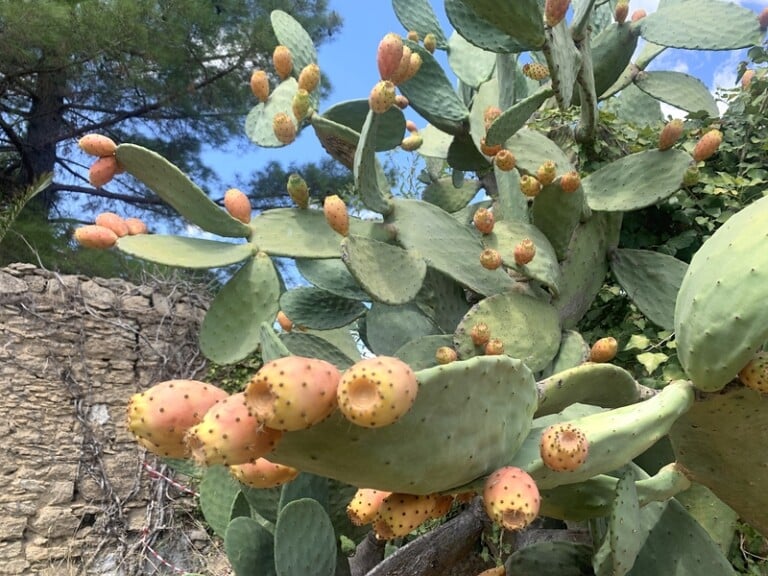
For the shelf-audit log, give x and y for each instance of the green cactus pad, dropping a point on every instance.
(721, 319)
(689, 25)
(723, 442)
(332, 275)
(493, 418)
(444, 194)
(605, 385)
(528, 327)
(479, 31)
(370, 181)
(299, 233)
(230, 329)
(291, 33)
(515, 117)
(184, 252)
(305, 542)
(636, 181)
(543, 268)
(178, 191)
(249, 548)
(259, 122)
(652, 280)
(388, 273)
(431, 94)
(418, 16)
(446, 245)
(312, 307)
(679, 90)
(522, 20)
(471, 64)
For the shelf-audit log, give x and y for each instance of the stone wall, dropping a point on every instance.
(75, 493)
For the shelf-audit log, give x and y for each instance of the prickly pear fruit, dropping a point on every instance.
(490, 259)
(365, 505)
(298, 190)
(530, 186)
(546, 173)
(309, 77)
(293, 393)
(282, 59)
(263, 474)
(670, 134)
(336, 214)
(238, 205)
(755, 374)
(284, 128)
(97, 145)
(480, 334)
(382, 96)
(511, 498)
(403, 513)
(535, 71)
(524, 252)
(102, 171)
(376, 392)
(570, 182)
(94, 236)
(445, 355)
(229, 434)
(563, 447)
(604, 350)
(505, 160)
(260, 85)
(114, 222)
(161, 415)
(707, 145)
(483, 220)
(389, 55)
(430, 43)
(554, 11)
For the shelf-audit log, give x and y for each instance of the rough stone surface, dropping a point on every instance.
(75, 493)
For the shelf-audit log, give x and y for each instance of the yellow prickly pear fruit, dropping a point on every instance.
(309, 77)
(94, 236)
(260, 85)
(97, 145)
(238, 205)
(284, 128)
(282, 59)
(336, 214)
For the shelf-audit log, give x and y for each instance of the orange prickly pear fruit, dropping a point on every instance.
(229, 434)
(284, 128)
(563, 447)
(755, 374)
(282, 59)
(260, 85)
(670, 134)
(376, 392)
(97, 145)
(336, 214)
(263, 474)
(102, 171)
(238, 205)
(604, 350)
(511, 498)
(707, 145)
(161, 416)
(114, 222)
(524, 252)
(309, 77)
(93, 236)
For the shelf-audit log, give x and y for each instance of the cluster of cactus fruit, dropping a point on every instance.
(480, 382)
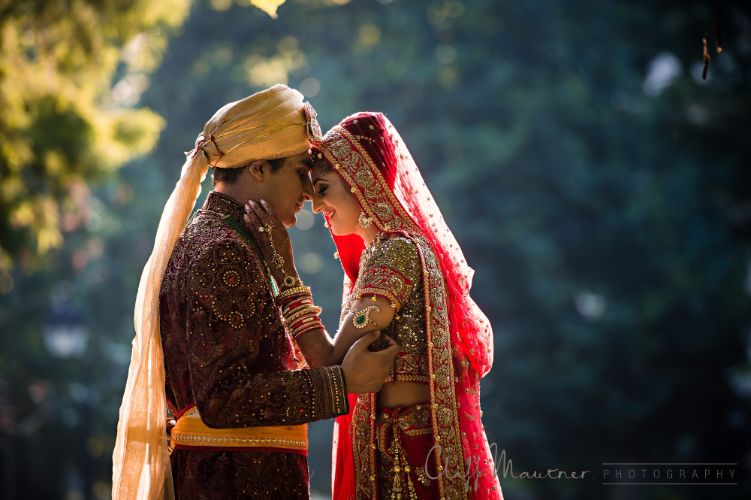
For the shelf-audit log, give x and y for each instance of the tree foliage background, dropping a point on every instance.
(597, 184)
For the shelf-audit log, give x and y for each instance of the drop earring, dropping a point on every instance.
(364, 220)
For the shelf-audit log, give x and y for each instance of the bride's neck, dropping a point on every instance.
(369, 234)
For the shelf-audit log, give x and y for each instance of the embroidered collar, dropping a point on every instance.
(224, 205)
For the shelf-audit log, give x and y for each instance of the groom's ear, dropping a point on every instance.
(259, 170)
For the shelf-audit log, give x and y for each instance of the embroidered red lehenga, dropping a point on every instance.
(436, 449)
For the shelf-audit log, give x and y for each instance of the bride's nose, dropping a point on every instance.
(316, 203)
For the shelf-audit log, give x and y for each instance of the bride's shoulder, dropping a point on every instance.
(396, 250)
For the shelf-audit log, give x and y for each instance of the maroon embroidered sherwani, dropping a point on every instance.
(227, 352)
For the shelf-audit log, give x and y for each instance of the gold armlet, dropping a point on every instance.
(362, 317)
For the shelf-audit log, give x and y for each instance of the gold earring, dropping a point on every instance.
(364, 220)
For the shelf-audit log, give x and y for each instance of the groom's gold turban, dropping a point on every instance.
(268, 125)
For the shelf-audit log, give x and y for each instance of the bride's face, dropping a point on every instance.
(332, 197)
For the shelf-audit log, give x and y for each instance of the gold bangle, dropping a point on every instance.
(362, 317)
(308, 310)
(293, 291)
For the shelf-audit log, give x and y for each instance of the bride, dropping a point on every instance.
(421, 436)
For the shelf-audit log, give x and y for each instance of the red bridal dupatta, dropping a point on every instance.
(370, 156)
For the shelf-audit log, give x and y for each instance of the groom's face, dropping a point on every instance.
(288, 187)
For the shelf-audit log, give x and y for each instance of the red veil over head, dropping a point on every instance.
(367, 152)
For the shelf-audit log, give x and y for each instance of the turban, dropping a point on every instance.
(269, 125)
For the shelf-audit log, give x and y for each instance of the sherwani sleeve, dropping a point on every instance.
(228, 319)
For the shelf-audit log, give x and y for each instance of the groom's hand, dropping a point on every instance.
(366, 371)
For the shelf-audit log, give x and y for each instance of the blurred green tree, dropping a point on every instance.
(71, 73)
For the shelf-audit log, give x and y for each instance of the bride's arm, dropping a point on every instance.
(365, 315)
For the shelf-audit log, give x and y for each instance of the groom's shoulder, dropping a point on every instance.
(208, 237)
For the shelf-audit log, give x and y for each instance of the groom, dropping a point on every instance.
(239, 391)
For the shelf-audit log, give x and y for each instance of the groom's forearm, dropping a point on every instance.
(317, 348)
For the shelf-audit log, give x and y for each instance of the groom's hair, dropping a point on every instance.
(230, 175)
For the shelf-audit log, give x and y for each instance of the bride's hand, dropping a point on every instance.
(267, 229)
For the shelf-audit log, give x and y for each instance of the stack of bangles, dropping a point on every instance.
(299, 313)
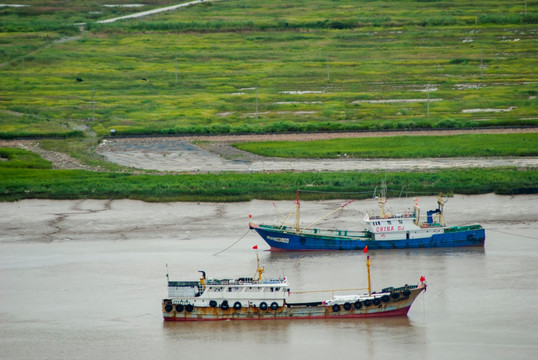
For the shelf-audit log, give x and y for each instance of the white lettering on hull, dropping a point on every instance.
(282, 240)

◆ ◆ ◆

| Zu bearbeitende Aufgabe |
Verschieben Sie jede Koordinate in den Antworten um −128, beginnend mit der Zeile, die „sleeve, dropping a point on every instance.“ enthält, bis einschließlich zum Ende der Einträge. Geben Sie diese Zeilen vollständig wieder, auch die ohne Koordinaten, und lassen Sie die Bilder weg.

| Lösung |
For the shelf-audit log, give x and y for each instance of the sherwani sleeve, dropping a point on every instance.
(100, 191)
For the shelf-audit log, give x and y for each instance of the groom's hand, dropping a point on every instance.
(238, 243)
For the shelf-audit log, give x and y for each instance of the blurred green tree, dropping a point on every instance.
(-57, -55)
For the shelf-audit log, give x and y for each instance of the bride's arm, dropping a point on every instance.
(237, 187)
For the shelf-audit log, give x and y for each instance of the groom's shoulder, dropping a point on every instance.
(80, 109)
For the shelf-audit log, give x and y for each instance of the groom, dropping a point on every instance.
(111, 263)
For the shelf-audit log, give x and y for each instance of the groom's forearm, dropping a point on every instance.
(189, 220)
For the shelf-audit log, give x and y for each instance of the groom's hair, dropping a point on every instance.
(102, 47)
For the shelf-audit log, give x and y for each instance of the bride's hand, dropping a point on every instance.
(139, 101)
For the shelf-audit log, give x and y for each instance of the stack of bangles, dropping a point on every instance.
(171, 185)
For the shelf-audit log, give x and y for each instance of the white lettering on hull, dropping a point on every instance.
(154, 112)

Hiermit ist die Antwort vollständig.